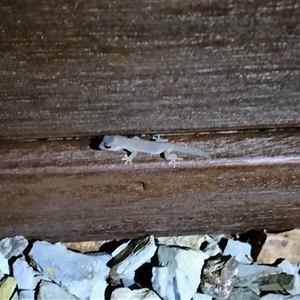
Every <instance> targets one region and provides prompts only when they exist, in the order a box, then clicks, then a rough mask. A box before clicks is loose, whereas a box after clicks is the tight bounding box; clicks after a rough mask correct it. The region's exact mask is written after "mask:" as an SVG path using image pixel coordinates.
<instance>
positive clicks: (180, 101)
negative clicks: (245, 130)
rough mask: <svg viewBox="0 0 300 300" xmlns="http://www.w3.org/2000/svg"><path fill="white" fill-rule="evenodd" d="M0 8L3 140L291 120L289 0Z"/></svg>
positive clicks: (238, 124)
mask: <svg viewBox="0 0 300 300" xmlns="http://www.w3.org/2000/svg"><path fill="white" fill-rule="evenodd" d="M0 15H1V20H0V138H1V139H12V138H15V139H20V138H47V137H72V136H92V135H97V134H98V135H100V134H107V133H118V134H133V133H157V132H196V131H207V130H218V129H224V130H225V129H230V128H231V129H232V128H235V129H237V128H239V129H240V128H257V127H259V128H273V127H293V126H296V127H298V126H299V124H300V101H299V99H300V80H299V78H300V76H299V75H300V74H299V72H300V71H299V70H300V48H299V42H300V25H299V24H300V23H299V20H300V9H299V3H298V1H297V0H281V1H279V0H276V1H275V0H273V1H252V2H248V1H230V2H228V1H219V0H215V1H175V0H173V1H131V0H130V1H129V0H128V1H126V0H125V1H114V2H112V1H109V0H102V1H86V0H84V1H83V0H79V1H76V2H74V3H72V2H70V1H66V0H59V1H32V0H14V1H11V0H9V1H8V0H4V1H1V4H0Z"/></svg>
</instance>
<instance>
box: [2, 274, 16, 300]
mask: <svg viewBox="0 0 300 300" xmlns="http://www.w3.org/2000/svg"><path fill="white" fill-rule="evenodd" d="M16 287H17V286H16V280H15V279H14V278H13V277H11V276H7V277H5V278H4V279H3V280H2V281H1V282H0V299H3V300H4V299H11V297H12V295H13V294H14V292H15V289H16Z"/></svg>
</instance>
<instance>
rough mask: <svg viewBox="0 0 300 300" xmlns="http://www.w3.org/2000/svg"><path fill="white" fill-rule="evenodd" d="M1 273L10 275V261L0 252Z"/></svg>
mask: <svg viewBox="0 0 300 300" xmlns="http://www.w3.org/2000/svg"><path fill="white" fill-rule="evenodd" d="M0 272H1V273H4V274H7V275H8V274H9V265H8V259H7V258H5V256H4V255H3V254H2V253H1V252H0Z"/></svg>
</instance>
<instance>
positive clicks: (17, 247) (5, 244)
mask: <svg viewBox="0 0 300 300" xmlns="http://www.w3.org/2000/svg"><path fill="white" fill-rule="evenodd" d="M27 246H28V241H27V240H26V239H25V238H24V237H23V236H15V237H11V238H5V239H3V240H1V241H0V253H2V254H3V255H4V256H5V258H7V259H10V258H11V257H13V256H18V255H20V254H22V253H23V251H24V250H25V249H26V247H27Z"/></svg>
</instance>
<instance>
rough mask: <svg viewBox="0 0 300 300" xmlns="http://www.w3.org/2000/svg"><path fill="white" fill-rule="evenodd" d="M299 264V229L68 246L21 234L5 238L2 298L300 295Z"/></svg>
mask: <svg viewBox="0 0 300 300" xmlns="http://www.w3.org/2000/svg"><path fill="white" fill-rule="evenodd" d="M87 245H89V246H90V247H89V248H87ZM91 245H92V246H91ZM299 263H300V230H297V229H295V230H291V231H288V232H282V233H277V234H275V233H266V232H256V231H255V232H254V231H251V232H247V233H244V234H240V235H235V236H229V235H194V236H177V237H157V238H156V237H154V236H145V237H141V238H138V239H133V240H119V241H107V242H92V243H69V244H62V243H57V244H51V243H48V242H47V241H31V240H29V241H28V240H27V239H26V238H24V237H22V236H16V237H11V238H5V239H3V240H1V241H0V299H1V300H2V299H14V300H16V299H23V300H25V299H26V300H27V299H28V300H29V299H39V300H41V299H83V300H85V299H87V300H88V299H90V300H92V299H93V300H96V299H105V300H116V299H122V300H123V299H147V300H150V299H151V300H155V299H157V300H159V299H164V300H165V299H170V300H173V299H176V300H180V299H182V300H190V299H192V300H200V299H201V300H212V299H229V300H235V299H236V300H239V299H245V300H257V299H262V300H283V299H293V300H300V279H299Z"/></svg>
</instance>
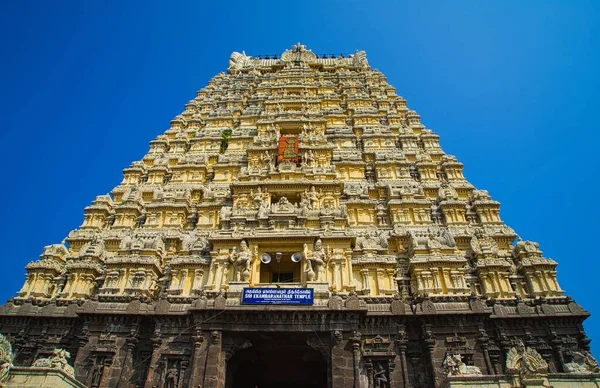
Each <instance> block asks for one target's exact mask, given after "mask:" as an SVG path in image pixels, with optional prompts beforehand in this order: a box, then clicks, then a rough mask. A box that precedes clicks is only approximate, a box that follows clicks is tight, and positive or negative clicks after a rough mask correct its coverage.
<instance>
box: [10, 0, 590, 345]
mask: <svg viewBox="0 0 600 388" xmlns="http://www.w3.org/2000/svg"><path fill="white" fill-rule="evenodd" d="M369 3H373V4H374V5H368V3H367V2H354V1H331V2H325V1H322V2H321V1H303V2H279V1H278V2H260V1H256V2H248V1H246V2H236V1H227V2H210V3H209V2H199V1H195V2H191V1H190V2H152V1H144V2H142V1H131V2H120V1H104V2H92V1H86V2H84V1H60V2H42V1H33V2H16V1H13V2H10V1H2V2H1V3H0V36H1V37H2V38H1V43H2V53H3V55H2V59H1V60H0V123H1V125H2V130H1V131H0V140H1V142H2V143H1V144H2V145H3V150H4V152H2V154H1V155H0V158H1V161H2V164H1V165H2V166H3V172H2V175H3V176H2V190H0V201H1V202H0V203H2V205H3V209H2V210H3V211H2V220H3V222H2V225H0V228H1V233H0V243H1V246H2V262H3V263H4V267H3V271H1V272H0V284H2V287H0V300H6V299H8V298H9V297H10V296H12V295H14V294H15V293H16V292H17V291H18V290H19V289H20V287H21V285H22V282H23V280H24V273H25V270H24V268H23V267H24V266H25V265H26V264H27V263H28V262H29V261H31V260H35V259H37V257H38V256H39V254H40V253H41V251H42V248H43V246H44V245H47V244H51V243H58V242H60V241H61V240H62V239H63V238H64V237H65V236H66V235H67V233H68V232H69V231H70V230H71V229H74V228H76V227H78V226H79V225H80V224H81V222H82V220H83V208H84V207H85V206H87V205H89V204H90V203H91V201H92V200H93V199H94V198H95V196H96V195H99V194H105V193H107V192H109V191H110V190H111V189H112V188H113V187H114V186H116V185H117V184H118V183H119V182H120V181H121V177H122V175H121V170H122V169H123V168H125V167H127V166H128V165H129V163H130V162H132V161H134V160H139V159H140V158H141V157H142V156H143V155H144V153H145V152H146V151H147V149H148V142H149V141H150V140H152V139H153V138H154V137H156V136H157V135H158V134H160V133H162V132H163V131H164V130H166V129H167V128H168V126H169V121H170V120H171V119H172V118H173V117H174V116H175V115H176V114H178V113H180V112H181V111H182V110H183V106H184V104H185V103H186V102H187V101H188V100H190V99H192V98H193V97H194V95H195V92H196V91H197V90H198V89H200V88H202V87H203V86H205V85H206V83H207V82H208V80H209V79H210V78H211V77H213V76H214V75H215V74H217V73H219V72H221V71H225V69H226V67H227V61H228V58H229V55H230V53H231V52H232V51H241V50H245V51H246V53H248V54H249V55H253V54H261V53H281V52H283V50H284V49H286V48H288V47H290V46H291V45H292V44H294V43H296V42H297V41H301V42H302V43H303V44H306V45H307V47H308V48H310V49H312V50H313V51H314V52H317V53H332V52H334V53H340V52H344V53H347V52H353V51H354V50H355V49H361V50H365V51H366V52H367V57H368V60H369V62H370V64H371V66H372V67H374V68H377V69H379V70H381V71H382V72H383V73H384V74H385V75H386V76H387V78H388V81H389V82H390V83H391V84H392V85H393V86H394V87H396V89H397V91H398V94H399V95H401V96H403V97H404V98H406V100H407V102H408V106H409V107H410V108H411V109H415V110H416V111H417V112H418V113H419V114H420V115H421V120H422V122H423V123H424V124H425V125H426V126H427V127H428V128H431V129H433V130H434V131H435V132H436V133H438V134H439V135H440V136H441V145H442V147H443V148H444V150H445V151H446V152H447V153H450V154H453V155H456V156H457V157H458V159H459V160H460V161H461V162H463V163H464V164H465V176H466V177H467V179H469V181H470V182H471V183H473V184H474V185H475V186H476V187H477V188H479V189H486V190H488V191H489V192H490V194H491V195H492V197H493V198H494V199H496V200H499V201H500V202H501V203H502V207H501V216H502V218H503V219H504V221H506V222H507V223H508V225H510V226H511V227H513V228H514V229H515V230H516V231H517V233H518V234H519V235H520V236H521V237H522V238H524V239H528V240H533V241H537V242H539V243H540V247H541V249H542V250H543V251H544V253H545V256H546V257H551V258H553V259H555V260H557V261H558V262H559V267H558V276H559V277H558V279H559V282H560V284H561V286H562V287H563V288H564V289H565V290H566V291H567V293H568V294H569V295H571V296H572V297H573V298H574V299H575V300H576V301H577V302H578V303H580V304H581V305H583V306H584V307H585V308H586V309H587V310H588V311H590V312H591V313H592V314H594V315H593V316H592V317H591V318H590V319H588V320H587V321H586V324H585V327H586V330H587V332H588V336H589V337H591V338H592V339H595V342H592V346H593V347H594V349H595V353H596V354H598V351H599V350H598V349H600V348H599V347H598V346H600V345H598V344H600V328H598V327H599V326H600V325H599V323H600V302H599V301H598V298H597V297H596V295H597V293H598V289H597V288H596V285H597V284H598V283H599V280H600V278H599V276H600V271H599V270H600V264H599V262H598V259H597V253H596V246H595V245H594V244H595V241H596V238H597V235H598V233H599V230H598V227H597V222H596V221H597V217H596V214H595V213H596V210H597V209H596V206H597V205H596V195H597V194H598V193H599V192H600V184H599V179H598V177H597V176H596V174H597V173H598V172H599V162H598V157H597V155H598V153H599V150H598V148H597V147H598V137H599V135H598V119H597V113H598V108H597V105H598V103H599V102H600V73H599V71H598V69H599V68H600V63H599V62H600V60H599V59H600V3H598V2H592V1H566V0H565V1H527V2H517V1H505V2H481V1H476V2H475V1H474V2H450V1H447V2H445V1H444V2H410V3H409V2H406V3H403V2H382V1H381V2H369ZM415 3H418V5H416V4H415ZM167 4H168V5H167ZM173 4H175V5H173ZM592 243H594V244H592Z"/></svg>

# # #

What is expected: Find every line in the rows above that contains the string "rough", and copy each one. Case counts.

Response area:
Every <instance> targets one region and provides prompts only when they exist, in the order a box, then clicks, then a rough mask. A box before clicks is loose, whereas a box after clicks is the tight bounding box; clicks after a rough mask correct it. The region's exact mask is written after "mask:" as an SVG path using image pixel coordinates.
rough mask: <svg viewBox="0 0 300 300" xmlns="http://www.w3.org/2000/svg"><path fill="white" fill-rule="evenodd" d="M0 8L3 140L291 120L289 0Z"/></svg>
rough mask: <svg viewBox="0 0 300 300" xmlns="http://www.w3.org/2000/svg"><path fill="white" fill-rule="evenodd" d="M1 273L10 275V261L0 252Z"/></svg>
rough mask: <svg viewBox="0 0 300 300" xmlns="http://www.w3.org/2000/svg"><path fill="white" fill-rule="evenodd" d="M299 264V229L68 246L21 234L5 238L2 298L300 295Z"/></svg>
Each <instance> block asks for one target's exact mask, given after "mask:" as an SVG path in image pixels, with optional prompts beforehand in this order: a box, then clicks, then a rough mask. A box that precedes clicks is only approximate, a box that follows clicks is tight, and positive or negative clicks after a rough mask correct its coverage.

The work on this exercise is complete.